Your objective: Will you copy, character for character, the lines of the records below, starting at the line that contains "For every instance of the man with" and ending at the line that contains "pixel 133 170", with both of those lines included?

Position identification records:
=-=-=-=-=

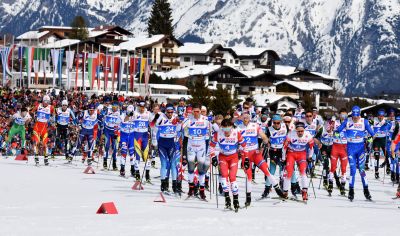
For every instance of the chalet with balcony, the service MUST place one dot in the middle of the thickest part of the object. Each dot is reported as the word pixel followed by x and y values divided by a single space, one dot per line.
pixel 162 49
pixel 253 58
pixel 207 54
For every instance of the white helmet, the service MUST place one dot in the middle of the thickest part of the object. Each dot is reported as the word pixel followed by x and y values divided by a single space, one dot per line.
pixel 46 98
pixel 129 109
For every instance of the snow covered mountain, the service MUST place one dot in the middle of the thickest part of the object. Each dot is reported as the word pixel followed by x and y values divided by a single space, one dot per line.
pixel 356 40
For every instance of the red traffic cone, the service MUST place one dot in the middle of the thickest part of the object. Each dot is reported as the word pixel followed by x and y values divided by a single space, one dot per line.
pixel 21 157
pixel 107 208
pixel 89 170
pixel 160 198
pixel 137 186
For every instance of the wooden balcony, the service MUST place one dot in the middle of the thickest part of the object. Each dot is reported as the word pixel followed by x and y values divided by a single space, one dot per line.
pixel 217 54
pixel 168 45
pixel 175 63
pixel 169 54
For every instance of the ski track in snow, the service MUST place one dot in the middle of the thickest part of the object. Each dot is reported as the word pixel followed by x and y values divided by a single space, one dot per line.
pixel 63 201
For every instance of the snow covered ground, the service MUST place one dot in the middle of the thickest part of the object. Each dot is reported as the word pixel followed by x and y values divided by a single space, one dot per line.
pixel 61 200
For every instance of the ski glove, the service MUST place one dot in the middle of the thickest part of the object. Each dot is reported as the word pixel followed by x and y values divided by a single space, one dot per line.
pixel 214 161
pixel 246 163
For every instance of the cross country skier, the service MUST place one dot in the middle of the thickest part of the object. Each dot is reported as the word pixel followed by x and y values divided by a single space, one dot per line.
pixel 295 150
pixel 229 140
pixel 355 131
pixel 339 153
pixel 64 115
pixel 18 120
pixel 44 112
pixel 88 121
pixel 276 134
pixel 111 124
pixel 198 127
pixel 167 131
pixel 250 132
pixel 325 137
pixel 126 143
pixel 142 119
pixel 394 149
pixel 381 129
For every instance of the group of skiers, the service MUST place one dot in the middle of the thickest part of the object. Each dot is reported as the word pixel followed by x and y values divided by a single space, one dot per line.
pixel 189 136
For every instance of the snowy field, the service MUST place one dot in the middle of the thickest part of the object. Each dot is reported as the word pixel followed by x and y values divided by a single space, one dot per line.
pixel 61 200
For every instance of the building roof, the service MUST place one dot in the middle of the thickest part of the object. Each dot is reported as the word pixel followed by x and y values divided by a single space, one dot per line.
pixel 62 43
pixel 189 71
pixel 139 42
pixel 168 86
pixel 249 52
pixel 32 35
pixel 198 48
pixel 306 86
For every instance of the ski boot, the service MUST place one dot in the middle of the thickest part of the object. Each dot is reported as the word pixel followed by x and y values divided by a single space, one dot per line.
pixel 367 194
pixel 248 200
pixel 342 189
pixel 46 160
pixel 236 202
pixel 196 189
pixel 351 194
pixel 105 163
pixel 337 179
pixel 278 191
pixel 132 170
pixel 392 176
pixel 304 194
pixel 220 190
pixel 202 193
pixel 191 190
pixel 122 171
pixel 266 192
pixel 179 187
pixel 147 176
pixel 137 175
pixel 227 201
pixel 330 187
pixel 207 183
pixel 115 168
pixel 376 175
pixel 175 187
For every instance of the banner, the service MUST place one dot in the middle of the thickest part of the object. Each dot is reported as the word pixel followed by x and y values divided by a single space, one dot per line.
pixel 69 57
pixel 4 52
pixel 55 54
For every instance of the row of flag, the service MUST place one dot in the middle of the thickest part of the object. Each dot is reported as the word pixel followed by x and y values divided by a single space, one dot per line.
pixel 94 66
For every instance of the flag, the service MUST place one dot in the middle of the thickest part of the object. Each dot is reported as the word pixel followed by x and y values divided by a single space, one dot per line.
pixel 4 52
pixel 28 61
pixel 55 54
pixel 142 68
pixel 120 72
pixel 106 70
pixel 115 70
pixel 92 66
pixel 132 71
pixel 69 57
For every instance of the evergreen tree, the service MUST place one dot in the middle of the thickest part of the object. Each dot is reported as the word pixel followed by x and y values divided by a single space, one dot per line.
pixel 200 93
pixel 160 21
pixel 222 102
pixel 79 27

=-=-=-=-=

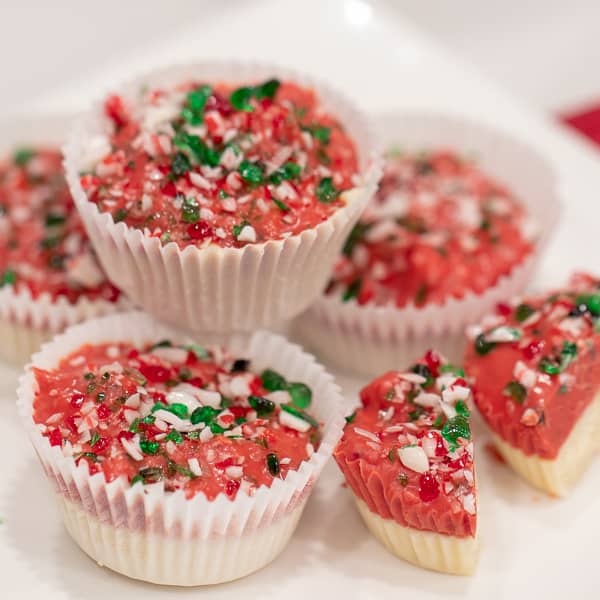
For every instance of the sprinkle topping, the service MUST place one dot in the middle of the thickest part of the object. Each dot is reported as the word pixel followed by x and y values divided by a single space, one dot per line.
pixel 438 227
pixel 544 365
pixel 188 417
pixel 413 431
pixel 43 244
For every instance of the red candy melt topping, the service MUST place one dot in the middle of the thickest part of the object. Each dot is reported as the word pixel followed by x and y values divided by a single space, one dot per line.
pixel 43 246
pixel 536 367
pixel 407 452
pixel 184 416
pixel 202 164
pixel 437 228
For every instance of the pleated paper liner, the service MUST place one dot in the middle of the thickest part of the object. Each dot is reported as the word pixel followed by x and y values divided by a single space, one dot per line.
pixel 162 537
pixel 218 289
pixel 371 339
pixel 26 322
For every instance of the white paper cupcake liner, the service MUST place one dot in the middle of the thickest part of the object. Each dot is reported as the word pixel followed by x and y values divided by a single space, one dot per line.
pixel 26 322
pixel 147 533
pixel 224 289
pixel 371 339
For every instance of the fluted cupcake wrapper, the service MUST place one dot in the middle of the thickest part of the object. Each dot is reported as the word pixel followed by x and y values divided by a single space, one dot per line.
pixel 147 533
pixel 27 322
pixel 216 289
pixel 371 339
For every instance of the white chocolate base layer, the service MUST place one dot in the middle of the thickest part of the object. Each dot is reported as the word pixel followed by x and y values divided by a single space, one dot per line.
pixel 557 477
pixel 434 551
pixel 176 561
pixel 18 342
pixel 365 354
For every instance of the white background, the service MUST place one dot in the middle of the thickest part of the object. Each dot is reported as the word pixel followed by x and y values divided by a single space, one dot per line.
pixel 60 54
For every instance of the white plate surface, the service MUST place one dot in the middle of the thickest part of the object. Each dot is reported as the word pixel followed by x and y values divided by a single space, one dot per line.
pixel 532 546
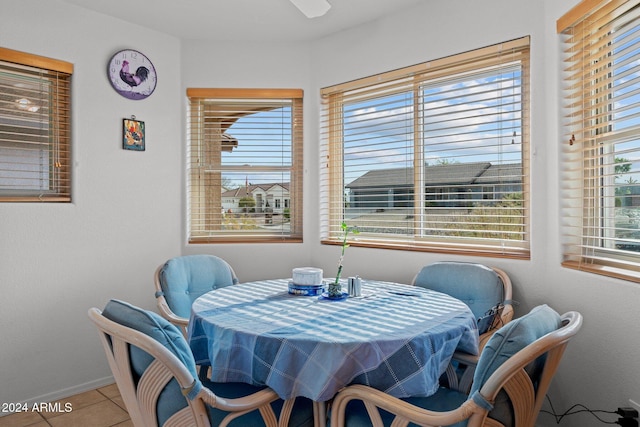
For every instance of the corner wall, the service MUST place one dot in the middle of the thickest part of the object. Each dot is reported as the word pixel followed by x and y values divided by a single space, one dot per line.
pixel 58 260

=-=-=-=-=

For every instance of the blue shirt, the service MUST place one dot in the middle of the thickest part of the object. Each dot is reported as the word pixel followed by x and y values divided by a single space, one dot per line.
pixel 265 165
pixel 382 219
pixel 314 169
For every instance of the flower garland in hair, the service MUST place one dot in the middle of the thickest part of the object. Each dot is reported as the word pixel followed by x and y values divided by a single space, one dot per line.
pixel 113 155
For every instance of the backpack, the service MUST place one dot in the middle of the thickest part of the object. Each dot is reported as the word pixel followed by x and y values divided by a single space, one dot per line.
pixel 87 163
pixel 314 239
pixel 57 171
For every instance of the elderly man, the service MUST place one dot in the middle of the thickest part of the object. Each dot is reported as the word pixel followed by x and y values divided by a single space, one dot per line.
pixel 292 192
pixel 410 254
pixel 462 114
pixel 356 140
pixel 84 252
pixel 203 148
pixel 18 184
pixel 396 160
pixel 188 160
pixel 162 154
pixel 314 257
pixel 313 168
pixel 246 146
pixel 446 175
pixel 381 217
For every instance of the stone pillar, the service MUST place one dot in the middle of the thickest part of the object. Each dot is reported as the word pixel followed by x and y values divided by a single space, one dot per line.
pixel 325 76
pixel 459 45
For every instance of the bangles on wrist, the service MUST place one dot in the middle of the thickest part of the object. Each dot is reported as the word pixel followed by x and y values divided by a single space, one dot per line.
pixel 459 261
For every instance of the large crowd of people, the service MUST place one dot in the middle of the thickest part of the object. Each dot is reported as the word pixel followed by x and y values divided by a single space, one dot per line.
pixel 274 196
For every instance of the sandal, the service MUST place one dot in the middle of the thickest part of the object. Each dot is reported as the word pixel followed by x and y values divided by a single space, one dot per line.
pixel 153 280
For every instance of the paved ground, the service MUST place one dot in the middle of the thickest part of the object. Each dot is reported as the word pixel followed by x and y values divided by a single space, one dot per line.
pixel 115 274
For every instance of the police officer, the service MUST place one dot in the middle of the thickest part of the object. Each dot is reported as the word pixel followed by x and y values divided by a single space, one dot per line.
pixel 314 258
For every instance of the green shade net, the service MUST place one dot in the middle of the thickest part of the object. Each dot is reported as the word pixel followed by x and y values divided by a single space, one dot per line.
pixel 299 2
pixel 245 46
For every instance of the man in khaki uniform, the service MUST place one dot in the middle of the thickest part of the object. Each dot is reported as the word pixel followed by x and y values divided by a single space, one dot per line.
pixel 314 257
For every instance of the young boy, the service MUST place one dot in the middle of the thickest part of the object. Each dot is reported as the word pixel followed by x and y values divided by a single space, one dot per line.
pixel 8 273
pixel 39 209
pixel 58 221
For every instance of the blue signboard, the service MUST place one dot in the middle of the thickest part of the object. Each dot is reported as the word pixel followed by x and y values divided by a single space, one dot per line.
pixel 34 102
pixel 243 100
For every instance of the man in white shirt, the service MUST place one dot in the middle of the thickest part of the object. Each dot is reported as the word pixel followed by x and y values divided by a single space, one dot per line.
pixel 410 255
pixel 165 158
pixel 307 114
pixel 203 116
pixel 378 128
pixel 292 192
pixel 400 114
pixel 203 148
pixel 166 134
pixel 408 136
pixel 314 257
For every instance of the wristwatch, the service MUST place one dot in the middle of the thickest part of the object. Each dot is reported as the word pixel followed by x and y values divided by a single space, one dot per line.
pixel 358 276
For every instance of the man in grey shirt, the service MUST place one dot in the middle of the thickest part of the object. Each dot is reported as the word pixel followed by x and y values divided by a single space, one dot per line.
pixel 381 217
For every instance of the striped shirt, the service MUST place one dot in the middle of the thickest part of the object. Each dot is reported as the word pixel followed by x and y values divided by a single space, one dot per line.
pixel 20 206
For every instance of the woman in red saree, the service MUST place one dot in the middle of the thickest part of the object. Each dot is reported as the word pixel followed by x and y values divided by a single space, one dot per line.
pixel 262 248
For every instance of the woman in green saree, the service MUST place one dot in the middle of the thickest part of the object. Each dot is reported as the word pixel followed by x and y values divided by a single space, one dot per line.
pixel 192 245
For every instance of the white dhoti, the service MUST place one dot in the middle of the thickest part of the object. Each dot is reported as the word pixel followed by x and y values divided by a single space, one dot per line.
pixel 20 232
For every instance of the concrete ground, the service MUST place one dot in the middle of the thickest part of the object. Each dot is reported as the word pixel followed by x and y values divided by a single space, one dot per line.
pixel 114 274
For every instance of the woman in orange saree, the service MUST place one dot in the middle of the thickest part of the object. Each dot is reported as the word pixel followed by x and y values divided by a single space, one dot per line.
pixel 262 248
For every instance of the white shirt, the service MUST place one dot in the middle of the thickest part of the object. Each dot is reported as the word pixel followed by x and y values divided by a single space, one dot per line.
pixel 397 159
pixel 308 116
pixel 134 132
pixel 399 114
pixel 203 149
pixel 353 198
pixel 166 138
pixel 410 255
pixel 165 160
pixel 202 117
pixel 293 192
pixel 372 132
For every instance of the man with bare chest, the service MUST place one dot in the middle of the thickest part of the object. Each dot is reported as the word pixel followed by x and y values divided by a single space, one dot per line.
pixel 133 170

=-=-=-=-=

Task response:
For every instance of the man with bare chest, the service MUST place one dot in the middle of the thickest part of the object. Each dot is reported as the word pixel followed by x and y values divided by a single space, one dot per line.
pixel 133 170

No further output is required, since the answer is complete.